REQUIRED WORK:
Look through the data that follows and copy each line with the string "floral".

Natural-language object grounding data

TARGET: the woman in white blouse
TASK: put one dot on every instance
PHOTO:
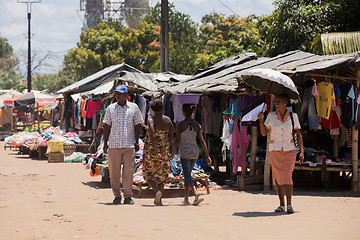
(282, 151)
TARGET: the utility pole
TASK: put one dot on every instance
(28, 3)
(164, 38)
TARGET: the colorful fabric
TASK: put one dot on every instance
(91, 107)
(239, 144)
(122, 121)
(281, 131)
(323, 102)
(154, 169)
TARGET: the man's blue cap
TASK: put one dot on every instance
(121, 89)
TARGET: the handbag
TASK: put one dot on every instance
(294, 134)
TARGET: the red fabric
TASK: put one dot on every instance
(239, 143)
(332, 123)
(91, 107)
(268, 103)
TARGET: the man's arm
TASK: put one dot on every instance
(107, 128)
(137, 136)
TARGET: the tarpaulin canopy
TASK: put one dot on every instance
(203, 80)
(223, 77)
(122, 72)
(7, 96)
(42, 99)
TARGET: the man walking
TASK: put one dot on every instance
(122, 125)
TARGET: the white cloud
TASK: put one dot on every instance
(56, 25)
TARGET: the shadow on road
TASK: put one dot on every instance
(97, 185)
(258, 214)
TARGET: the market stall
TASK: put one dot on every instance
(339, 69)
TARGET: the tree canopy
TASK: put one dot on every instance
(293, 25)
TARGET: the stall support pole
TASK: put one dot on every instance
(254, 135)
(38, 118)
(12, 119)
(267, 180)
(336, 137)
(67, 122)
(355, 184)
(336, 146)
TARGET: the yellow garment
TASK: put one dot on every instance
(323, 102)
(55, 146)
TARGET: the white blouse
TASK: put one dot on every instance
(281, 131)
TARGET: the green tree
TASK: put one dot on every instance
(8, 64)
(62, 79)
(135, 12)
(294, 23)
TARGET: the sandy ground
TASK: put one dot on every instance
(39, 200)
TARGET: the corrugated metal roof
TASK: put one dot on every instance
(116, 72)
(223, 77)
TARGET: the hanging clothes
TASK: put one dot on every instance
(212, 120)
(308, 115)
(323, 102)
(347, 105)
(239, 144)
(177, 108)
(333, 123)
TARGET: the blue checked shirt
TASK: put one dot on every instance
(122, 121)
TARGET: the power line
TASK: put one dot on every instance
(229, 8)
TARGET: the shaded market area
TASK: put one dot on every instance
(74, 130)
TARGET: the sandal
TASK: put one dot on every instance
(290, 209)
(280, 209)
(197, 202)
(157, 200)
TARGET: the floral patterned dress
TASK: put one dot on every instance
(154, 169)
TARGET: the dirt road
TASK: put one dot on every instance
(39, 200)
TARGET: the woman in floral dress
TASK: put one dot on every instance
(159, 137)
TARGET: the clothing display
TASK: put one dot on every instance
(323, 102)
(188, 147)
(308, 114)
(238, 147)
(212, 119)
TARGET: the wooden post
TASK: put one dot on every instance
(254, 135)
(355, 185)
(164, 37)
(38, 117)
(267, 180)
(67, 122)
(12, 119)
(336, 146)
(336, 137)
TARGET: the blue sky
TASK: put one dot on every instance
(56, 24)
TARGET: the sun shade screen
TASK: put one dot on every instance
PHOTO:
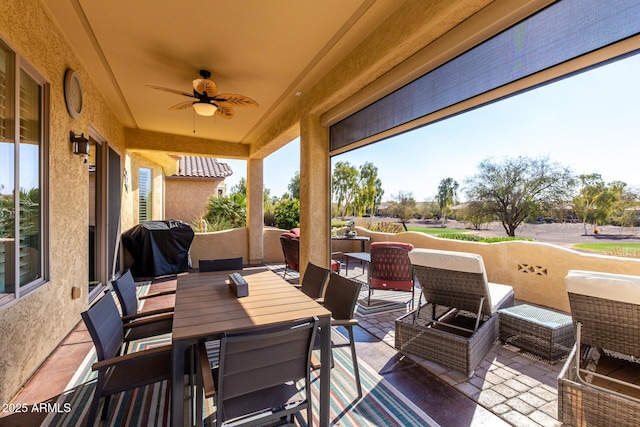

ANSWER SPACE:
TARGET: the floral patterned dress
TARGET: the woman in floral dress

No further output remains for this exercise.